### Exercise instructions
In the listing below, reproduce word for word the stretch from the line containing "find stone wall" through the line containing "[66,361,91,386]", including both of those lines.

### Record extracts
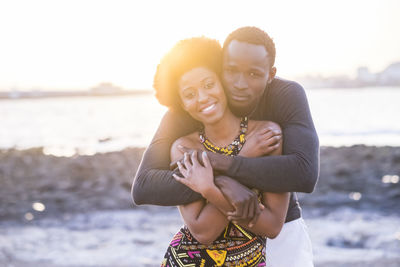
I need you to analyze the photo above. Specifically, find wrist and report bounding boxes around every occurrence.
[207,152,233,173]
[201,185,219,200]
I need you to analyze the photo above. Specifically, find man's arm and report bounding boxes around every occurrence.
[219,82,319,193]
[132,111,202,206]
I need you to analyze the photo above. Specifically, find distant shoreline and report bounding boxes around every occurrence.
[0,90,153,100]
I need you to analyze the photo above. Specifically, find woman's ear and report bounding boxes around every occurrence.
[267,67,276,84]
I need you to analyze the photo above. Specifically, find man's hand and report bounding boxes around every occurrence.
[170,146,232,172]
[239,126,282,158]
[172,151,216,196]
[215,176,264,227]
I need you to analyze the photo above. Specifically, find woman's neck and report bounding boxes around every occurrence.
[204,109,240,147]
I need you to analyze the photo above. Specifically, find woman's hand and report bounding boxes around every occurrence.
[173,151,215,196]
[239,125,282,158]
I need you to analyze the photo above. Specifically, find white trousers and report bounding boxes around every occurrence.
[266,218,314,267]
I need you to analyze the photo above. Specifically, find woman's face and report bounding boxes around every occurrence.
[178,67,227,124]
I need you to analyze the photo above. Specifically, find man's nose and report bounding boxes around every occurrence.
[234,74,248,90]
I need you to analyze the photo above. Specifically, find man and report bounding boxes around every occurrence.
[132,27,319,267]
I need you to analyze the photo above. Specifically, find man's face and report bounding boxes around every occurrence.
[222,40,275,116]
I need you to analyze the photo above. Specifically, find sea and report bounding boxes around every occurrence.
[0,87,400,156]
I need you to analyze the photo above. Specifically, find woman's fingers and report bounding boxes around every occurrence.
[176,161,187,176]
[201,151,211,168]
[172,173,188,186]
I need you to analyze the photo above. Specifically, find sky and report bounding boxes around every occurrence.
[0,0,400,90]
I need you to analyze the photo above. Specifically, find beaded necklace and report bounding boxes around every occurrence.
[199,117,248,157]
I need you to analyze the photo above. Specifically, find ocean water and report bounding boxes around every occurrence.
[0,88,400,156]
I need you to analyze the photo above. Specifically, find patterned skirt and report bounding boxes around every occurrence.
[161,223,266,267]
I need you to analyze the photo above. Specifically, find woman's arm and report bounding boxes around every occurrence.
[132,111,201,206]
[171,137,233,244]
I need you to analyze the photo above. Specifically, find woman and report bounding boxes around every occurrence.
[154,37,289,266]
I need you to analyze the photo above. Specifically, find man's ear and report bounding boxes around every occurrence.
[268,67,276,84]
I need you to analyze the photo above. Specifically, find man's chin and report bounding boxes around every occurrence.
[229,101,254,117]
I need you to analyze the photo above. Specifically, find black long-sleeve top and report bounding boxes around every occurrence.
[132,78,319,222]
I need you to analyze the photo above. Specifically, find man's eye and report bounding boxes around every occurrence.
[185,92,195,99]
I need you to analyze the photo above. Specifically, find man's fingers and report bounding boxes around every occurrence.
[178,145,192,153]
[246,201,257,227]
[177,161,186,176]
[228,203,243,221]
[249,201,264,227]
[190,150,200,166]
[183,153,192,168]
[169,161,178,170]
[172,173,187,186]
[201,151,211,168]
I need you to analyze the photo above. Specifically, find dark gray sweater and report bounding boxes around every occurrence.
[132,78,319,222]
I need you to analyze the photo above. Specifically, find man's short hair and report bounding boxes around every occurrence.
[153,37,222,110]
[223,26,276,67]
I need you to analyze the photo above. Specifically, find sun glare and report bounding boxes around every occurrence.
[0,0,400,90]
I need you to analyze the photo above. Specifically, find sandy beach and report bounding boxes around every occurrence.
[0,146,400,267]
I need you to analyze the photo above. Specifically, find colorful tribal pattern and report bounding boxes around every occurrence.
[161,117,266,267]
[161,223,265,267]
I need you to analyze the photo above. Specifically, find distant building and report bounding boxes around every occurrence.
[90,83,123,95]
[378,62,400,85]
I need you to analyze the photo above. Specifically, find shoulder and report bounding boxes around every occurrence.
[268,77,304,91]
[266,77,305,100]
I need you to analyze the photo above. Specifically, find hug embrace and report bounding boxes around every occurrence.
[132,27,319,267]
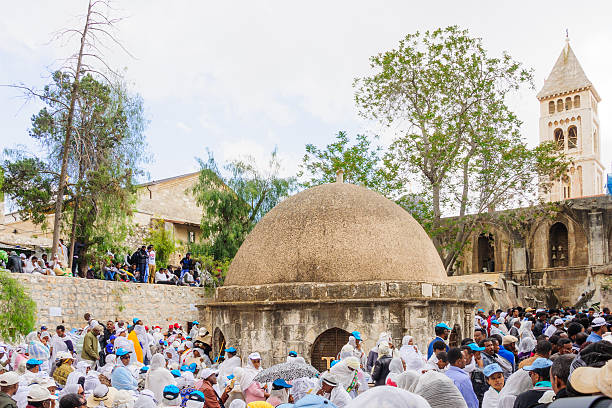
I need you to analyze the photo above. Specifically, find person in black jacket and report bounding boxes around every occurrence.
[372,343,392,386]
[6,251,23,273]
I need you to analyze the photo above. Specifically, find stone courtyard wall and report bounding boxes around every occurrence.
[12,274,210,330]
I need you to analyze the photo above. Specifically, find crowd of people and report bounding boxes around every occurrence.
[0,244,207,286]
[0,308,612,408]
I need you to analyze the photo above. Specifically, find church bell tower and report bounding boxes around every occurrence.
[537,39,605,201]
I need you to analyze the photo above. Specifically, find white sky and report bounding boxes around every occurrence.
[0,0,612,186]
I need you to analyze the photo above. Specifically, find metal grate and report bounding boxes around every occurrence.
[311,327,351,372]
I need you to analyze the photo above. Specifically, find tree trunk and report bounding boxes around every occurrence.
[51,1,91,262]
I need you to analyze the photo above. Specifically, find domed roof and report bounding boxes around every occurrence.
[225,183,446,286]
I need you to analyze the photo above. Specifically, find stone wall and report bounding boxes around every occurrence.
[13,274,208,328]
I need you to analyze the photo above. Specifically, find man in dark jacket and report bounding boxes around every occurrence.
[372,343,392,386]
[6,251,23,273]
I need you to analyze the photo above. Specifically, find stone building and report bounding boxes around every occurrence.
[455,41,612,305]
[204,183,480,368]
[0,172,202,258]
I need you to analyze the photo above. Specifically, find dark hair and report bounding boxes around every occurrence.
[535,340,552,356]
[434,326,447,336]
[550,354,576,384]
[478,337,493,347]
[436,351,448,363]
[432,340,446,351]
[446,347,463,364]
[59,394,86,408]
[491,334,502,344]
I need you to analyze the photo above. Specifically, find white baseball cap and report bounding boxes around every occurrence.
[28,384,57,402]
[0,371,19,387]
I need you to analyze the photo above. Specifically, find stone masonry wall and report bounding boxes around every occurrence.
[13,274,210,330]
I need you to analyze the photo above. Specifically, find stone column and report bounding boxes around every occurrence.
[588,211,606,265]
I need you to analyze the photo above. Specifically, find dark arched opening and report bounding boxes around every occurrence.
[548,222,569,268]
[310,327,351,372]
[477,234,495,273]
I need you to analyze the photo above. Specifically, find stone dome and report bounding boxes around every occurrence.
[225,183,446,286]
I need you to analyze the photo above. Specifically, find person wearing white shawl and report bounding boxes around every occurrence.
[145,354,177,401]
[240,352,270,404]
[400,335,425,371]
[497,370,533,408]
[217,347,242,389]
[414,371,467,408]
[347,386,430,408]
[385,357,404,387]
[396,370,421,392]
[66,361,91,386]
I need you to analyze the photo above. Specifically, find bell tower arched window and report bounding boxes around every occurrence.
[567,126,578,149]
[555,128,565,150]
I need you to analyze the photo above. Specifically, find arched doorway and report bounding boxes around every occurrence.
[211,327,228,362]
[476,234,495,273]
[548,222,569,268]
[310,327,351,372]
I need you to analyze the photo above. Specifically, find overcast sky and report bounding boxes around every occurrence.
[0,0,612,185]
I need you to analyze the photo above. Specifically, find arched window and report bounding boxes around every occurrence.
[310,327,351,372]
[474,234,495,273]
[555,128,565,150]
[548,222,569,268]
[567,126,578,149]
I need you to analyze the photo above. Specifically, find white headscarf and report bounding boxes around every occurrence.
[346,386,430,408]
[145,354,176,401]
[240,353,262,392]
[400,336,425,371]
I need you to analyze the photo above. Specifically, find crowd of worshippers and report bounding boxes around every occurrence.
[0,244,203,286]
[0,308,612,408]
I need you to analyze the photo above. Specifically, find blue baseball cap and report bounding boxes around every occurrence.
[272,378,293,388]
[187,391,206,402]
[482,363,504,377]
[523,357,552,371]
[467,343,488,352]
[163,385,181,400]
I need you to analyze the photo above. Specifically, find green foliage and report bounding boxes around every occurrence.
[146,220,177,269]
[0,269,36,342]
[298,131,400,195]
[2,71,147,267]
[193,151,296,260]
[354,26,569,270]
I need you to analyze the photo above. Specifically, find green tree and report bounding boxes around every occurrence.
[354,26,568,271]
[193,150,296,260]
[2,71,147,267]
[146,220,176,270]
[0,269,36,342]
[298,131,400,196]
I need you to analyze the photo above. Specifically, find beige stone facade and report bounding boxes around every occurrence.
[12,274,208,328]
[537,42,605,201]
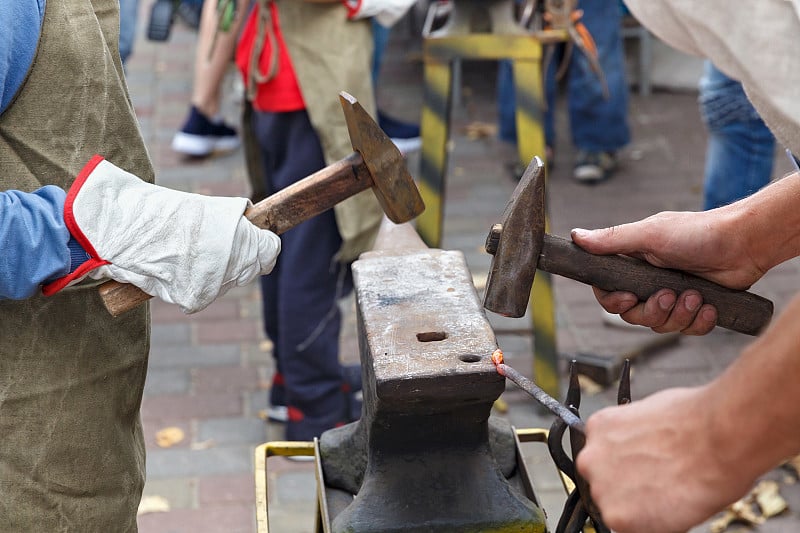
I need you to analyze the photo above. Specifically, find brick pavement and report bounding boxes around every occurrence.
[123,1,800,533]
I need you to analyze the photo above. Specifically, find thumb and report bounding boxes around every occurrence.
[570,224,645,256]
[256,229,281,275]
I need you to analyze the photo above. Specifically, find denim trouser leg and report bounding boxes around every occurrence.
[253,111,352,440]
[119,0,139,64]
[497,59,517,144]
[564,0,630,152]
[699,61,775,209]
[372,18,389,89]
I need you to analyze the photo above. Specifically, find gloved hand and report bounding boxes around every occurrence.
[345,0,416,28]
[43,156,281,313]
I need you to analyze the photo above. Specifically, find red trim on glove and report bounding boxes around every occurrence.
[342,0,363,19]
[42,155,111,296]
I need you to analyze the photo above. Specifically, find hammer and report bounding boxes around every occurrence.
[483,157,773,335]
[98,92,425,316]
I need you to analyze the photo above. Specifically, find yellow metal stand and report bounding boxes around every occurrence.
[255,428,576,533]
[417,18,568,398]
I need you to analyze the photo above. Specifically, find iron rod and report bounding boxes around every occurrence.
[497,363,586,435]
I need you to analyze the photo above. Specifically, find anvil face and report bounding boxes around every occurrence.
[353,250,504,410]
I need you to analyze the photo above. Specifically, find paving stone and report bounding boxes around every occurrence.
[149,340,241,368]
[198,473,256,506]
[197,418,267,446]
[147,446,254,479]
[139,505,255,533]
[144,366,192,396]
[192,366,262,394]
[142,478,199,509]
[142,393,242,421]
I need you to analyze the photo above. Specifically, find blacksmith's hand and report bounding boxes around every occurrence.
[576,387,758,533]
[43,156,281,313]
[572,209,764,335]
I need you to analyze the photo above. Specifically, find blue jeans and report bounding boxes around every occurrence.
[253,110,352,441]
[699,61,775,209]
[119,0,139,65]
[372,18,389,88]
[497,0,630,152]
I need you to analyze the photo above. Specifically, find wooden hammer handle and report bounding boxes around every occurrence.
[98,152,373,316]
[537,234,773,335]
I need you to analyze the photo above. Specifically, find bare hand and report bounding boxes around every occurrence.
[577,388,753,533]
[572,210,764,335]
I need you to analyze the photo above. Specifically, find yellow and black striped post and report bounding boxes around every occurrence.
[417,2,567,397]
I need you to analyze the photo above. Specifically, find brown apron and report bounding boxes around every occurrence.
[0,0,153,533]
[242,0,383,262]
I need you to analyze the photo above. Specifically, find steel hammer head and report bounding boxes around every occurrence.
[483,157,545,318]
[339,91,425,224]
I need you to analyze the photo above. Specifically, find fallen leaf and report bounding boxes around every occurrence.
[136,495,171,515]
[464,122,497,141]
[190,439,217,450]
[784,455,800,477]
[156,426,184,448]
[753,481,789,518]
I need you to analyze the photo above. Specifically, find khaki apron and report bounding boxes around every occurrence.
[0,0,153,533]
[242,0,383,262]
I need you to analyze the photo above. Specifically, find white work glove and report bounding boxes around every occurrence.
[345,0,417,28]
[43,156,281,313]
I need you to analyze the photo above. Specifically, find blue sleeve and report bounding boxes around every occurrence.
[0,0,45,113]
[0,185,72,300]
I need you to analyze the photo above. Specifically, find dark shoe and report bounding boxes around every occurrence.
[147,0,175,42]
[267,372,289,424]
[176,2,203,30]
[572,150,617,185]
[172,106,241,157]
[378,111,422,154]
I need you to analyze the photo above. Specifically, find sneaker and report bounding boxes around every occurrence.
[172,106,241,157]
[267,372,289,424]
[572,150,617,184]
[378,111,422,155]
[147,0,175,42]
[176,2,203,30]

### Reply
I need you to analyze the photo above. Specifically, find stone wall and report bounding boxes around every occurrence.
[13,274,208,328]
I need you to analyze the photo above. Specifically, find man in dark jacket and report bounding boxes around every occurrence.
[372,343,392,386]
[6,251,23,273]
I need you to analyze the photo above. Specifically, find stone building and report bounding boxes around every occurrence.
[455,41,612,305]
[204,183,480,368]
[0,172,202,258]
I need you to analyze the photo above. Specifically, find dark hair and report bounding boxes around every occurrence.
[535,340,552,356]
[434,326,447,336]
[550,354,576,384]
[478,337,493,347]
[436,351,448,363]
[432,340,446,351]
[446,347,463,364]
[59,394,86,408]
[491,334,502,344]
I need you to analyze the photo above. Specifically, find white baseball cap and report bounding boxes around every occurrence.
[28,384,57,402]
[0,371,19,387]
I need you to analyze the photo above. Specifically, find stone masonry wall and report bounding boxes around every occurrence.
[13,274,210,330]
I need you to analyze the photo above. Specifically, find stone column and report bounding boxes around every occurrence.
[588,211,606,265]
I need you to analyze the photo above. Specifically, find dark arched opening and report bounding boxes around every occurrence.
[548,222,569,268]
[310,327,351,372]
[477,234,495,273]
I need you to analyze the photo above. Specifically, find stone dome and report bounding boxes around every occurrence.
[225,183,446,286]
I need you to analyze the photo above. Specifically, find person wearing white shawl and report bounding boxes around every occurrence.
[145,354,177,401]
[240,352,270,404]
[400,335,425,371]
[497,370,533,408]
[217,347,242,389]
[414,371,467,408]
[347,386,430,408]
[385,357,404,387]
[396,370,421,392]
[66,361,91,386]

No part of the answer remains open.